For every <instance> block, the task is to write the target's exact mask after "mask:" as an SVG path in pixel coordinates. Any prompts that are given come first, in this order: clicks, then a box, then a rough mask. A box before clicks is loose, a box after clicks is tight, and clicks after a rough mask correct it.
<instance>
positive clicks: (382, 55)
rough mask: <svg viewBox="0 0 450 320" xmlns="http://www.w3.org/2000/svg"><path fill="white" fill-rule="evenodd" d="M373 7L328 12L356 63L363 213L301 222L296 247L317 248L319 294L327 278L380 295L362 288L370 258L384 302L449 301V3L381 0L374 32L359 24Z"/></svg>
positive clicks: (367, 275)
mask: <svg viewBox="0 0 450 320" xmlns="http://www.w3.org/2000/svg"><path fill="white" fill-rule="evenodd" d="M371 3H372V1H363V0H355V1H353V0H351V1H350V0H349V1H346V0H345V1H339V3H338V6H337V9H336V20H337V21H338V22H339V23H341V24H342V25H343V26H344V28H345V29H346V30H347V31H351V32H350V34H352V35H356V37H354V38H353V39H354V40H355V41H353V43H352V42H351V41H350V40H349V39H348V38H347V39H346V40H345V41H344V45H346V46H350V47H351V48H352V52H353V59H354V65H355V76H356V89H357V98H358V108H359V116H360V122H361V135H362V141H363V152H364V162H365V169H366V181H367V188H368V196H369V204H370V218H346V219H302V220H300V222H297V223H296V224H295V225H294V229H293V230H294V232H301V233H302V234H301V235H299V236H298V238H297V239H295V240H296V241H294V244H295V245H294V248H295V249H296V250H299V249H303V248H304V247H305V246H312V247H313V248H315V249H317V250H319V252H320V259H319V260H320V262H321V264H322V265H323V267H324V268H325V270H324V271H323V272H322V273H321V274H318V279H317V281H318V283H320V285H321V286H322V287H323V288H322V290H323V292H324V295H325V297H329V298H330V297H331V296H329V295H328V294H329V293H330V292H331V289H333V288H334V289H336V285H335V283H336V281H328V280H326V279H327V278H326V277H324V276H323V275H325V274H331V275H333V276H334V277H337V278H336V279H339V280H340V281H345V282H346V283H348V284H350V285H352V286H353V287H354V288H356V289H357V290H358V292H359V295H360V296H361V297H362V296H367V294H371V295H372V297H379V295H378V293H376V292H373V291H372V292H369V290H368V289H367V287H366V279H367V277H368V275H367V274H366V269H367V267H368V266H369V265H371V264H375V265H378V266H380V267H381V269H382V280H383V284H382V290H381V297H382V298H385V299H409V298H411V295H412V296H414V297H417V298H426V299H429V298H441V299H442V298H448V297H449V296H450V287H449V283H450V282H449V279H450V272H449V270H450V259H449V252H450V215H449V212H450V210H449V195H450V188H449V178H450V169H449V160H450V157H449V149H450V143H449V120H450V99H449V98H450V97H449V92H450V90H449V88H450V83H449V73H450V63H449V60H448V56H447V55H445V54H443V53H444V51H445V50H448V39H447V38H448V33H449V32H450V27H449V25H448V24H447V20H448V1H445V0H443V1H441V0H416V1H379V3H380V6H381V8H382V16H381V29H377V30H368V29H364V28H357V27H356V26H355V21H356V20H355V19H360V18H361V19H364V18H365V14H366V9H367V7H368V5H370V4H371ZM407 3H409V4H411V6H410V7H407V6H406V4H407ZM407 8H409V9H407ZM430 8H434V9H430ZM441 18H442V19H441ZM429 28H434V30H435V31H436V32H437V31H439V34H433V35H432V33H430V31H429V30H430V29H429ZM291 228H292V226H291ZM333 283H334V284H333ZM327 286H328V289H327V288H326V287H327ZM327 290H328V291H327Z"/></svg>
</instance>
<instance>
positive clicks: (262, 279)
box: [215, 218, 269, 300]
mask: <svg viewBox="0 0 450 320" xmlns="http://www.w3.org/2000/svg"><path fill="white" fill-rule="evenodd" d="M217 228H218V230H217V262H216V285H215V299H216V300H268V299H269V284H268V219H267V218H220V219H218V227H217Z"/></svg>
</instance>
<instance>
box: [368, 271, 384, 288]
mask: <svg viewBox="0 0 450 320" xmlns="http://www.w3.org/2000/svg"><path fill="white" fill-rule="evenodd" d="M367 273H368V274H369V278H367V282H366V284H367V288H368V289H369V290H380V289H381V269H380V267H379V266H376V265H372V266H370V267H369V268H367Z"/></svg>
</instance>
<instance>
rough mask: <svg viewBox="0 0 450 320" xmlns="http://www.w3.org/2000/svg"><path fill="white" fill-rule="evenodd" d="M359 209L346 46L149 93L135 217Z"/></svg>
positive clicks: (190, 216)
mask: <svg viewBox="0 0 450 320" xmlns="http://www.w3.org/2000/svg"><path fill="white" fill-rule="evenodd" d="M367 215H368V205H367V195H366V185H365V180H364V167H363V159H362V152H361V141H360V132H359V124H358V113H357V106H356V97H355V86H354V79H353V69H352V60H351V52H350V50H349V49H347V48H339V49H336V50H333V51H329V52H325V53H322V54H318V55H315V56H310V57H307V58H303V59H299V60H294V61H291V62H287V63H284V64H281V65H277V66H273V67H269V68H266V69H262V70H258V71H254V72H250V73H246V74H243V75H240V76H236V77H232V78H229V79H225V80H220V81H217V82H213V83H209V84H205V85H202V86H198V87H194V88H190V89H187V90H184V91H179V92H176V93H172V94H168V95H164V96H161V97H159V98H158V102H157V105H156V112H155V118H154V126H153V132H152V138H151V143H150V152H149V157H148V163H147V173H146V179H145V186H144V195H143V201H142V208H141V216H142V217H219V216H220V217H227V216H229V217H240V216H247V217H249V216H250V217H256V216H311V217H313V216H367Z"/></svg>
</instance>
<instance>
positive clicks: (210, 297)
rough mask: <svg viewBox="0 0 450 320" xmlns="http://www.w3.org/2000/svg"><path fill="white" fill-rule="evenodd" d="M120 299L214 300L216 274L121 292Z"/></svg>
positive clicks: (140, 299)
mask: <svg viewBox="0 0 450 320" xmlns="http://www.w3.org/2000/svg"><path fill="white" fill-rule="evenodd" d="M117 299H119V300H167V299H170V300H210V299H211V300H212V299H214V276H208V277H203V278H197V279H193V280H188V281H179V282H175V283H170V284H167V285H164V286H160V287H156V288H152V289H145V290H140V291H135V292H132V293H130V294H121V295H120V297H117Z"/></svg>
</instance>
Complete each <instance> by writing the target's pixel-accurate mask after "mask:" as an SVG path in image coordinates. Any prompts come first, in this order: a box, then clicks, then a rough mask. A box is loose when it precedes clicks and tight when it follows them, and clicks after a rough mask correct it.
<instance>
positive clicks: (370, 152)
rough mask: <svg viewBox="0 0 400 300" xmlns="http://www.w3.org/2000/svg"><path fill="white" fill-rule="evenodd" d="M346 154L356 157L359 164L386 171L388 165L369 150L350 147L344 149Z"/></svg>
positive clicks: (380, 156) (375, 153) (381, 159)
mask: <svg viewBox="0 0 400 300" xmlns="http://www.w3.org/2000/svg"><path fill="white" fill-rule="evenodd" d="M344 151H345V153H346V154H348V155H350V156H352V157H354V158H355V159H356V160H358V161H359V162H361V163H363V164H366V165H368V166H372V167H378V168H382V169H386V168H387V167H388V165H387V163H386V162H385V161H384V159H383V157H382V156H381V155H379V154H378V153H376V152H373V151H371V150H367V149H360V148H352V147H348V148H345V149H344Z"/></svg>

==

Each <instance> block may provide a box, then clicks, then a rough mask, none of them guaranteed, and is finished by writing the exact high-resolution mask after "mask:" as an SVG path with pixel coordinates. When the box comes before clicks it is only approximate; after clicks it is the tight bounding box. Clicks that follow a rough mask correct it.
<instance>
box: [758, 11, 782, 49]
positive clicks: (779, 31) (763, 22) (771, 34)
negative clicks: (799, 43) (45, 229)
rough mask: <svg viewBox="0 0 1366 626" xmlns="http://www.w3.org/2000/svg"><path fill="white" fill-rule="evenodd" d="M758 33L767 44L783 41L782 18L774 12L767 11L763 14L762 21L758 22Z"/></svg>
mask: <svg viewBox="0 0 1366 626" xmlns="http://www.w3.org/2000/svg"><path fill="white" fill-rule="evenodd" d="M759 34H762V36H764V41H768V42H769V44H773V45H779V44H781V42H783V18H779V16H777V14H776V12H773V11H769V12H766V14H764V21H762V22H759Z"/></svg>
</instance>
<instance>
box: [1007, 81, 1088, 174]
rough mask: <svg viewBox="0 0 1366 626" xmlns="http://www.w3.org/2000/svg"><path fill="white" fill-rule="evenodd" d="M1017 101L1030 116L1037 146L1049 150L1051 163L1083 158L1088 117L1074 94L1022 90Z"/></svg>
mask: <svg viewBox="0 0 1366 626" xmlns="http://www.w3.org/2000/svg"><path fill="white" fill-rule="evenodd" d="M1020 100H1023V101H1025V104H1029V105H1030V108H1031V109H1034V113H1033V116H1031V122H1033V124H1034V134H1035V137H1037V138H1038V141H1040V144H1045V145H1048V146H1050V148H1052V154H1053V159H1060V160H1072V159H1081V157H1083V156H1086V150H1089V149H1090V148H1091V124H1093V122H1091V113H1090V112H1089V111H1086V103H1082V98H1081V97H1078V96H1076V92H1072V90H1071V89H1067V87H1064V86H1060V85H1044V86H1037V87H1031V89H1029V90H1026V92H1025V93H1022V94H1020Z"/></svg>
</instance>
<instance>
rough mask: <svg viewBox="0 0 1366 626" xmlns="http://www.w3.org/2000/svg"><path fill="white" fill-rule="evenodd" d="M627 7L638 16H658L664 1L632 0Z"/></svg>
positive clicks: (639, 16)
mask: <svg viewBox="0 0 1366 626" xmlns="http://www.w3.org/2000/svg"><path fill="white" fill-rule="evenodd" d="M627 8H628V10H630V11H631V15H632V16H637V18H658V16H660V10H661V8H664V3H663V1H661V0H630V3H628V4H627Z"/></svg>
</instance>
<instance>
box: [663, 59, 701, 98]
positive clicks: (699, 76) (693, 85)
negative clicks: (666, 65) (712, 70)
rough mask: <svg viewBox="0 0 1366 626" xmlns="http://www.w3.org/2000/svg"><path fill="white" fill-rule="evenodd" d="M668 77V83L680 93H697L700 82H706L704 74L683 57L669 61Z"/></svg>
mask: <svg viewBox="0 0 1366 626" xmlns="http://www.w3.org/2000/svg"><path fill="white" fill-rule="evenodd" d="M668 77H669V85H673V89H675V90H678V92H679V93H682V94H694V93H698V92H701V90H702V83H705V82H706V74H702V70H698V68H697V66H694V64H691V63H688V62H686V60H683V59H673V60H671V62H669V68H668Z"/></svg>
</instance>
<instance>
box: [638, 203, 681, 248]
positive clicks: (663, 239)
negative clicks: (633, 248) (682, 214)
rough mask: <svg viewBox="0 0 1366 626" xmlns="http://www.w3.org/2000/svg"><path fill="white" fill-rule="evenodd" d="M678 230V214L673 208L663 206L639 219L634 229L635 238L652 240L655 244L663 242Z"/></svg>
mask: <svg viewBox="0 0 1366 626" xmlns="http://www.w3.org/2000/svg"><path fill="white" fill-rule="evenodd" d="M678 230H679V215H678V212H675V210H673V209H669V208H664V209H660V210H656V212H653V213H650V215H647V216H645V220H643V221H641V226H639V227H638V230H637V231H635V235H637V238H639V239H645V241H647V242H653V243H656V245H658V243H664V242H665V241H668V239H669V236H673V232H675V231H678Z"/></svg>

...

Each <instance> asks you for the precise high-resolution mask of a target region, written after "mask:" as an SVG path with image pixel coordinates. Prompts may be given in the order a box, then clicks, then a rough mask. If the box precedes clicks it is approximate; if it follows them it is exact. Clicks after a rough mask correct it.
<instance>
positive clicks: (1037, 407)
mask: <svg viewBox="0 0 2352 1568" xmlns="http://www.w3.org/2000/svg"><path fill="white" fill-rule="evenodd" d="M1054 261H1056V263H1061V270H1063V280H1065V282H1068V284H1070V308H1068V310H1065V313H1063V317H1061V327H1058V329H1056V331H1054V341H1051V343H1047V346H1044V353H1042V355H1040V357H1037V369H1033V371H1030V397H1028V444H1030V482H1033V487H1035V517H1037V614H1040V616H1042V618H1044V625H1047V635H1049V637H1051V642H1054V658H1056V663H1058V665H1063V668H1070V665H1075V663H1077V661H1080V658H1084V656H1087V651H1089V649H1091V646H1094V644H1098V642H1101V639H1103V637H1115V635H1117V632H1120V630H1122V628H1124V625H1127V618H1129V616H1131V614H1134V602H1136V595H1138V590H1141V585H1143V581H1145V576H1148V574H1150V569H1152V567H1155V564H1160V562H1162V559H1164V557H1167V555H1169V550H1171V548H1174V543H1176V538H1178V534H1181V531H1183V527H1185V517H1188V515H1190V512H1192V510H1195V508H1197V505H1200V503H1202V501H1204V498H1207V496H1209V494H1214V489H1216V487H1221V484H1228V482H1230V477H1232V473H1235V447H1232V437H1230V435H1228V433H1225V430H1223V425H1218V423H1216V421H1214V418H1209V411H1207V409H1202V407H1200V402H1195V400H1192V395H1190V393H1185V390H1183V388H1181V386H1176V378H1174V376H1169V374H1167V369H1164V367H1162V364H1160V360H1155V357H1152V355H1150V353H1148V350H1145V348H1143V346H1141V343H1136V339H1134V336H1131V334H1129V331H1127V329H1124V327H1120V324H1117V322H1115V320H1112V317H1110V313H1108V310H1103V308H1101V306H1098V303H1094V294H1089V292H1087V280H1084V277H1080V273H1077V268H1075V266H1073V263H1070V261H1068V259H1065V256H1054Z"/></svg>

▶ About this exercise
Please give back, exactly as it stands above, the stretch from the line with "For every <instance>" through the line with "positive clicks: (382, 55)", and no line outside it.

▶ Exercise output
For every <instance> block, the task is to write the target's exact mask after "mask:" as an SVG path in pixel coordinates. Any prompts that are given come first, in this order: clicks, then a box, then a rough mask. A box before clicks is loose, a box after clicks is tight, and clicks after a rough mask correct it.
<instance>
positive clicks: (382, 55)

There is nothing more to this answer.